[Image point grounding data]
__________
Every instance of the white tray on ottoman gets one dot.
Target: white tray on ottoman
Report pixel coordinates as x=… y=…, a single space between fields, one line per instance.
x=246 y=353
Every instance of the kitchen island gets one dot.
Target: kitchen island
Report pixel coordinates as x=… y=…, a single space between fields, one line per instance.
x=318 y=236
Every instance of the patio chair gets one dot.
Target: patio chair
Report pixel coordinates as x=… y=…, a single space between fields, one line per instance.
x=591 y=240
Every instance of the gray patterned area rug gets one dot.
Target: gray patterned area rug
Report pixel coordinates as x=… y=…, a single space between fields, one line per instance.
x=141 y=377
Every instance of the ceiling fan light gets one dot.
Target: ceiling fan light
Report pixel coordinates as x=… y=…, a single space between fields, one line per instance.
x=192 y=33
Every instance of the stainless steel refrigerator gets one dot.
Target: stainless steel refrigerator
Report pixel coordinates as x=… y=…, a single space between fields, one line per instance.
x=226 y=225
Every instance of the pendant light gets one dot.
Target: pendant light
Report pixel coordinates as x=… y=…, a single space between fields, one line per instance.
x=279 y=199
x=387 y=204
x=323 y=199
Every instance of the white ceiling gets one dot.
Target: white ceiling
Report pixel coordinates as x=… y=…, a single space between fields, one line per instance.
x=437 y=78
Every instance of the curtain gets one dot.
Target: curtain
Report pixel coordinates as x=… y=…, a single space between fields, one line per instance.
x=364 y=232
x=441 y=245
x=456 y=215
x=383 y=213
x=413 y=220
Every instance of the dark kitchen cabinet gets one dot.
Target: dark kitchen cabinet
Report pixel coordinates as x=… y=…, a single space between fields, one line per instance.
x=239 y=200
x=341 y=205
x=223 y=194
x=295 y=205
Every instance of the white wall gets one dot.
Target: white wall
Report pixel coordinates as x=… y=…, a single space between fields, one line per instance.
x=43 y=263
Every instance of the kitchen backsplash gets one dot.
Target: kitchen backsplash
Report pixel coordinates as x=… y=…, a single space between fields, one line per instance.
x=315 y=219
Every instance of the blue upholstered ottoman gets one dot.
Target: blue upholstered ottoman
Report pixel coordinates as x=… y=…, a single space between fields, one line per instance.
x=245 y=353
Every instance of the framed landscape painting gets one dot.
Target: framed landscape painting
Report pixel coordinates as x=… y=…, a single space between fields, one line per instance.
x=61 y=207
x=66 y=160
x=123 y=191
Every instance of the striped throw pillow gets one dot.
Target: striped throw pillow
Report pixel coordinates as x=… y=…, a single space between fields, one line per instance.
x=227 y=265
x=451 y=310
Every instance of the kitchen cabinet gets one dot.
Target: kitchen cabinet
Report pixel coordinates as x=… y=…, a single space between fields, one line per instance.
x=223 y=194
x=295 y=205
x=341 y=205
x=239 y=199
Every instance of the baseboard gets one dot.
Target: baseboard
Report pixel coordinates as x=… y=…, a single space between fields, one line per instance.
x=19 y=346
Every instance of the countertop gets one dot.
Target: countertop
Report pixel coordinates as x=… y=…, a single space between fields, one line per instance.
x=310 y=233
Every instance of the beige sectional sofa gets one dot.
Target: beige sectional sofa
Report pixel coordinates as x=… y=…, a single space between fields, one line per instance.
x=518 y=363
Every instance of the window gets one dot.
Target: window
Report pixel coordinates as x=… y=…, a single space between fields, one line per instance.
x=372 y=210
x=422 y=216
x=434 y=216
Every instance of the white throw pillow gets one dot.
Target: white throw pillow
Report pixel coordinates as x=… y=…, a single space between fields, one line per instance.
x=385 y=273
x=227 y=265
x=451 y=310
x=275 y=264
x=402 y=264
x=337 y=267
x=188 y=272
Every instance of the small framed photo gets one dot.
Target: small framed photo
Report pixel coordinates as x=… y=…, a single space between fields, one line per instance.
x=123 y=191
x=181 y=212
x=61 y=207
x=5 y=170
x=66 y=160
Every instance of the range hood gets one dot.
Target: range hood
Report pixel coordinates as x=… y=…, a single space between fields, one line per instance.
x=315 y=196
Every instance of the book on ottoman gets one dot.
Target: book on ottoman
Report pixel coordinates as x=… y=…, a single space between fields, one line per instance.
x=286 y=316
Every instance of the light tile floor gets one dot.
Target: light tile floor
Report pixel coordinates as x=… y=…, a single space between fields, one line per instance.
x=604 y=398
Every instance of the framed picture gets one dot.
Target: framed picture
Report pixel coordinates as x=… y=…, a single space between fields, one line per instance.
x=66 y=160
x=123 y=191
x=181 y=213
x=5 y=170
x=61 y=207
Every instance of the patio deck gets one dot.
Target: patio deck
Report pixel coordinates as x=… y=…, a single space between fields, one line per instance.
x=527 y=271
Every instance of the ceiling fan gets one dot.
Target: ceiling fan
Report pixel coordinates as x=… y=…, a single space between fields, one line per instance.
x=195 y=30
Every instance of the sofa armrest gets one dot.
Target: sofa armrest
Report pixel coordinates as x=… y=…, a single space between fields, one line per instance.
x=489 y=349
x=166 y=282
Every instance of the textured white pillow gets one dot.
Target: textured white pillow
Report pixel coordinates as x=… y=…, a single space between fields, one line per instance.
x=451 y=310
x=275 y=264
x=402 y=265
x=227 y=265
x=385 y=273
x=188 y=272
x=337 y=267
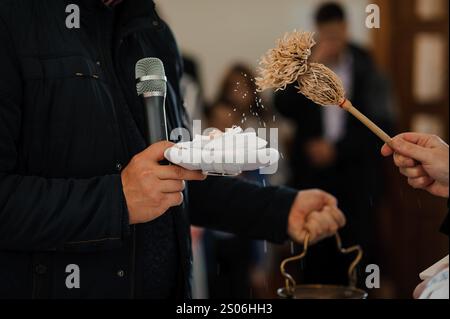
__________
**TASK:**
The answer must consist of every line from the entries that holds the string "framed".

**PROBLEM SOLUTION:**
Every instance of the framed landscape painting gets one dot.
Target: framed landscape painting
Every instance of the small framed photo gets one dot.
Target: small framed photo
Every instance of the framed picture gets one dot.
Target: framed picture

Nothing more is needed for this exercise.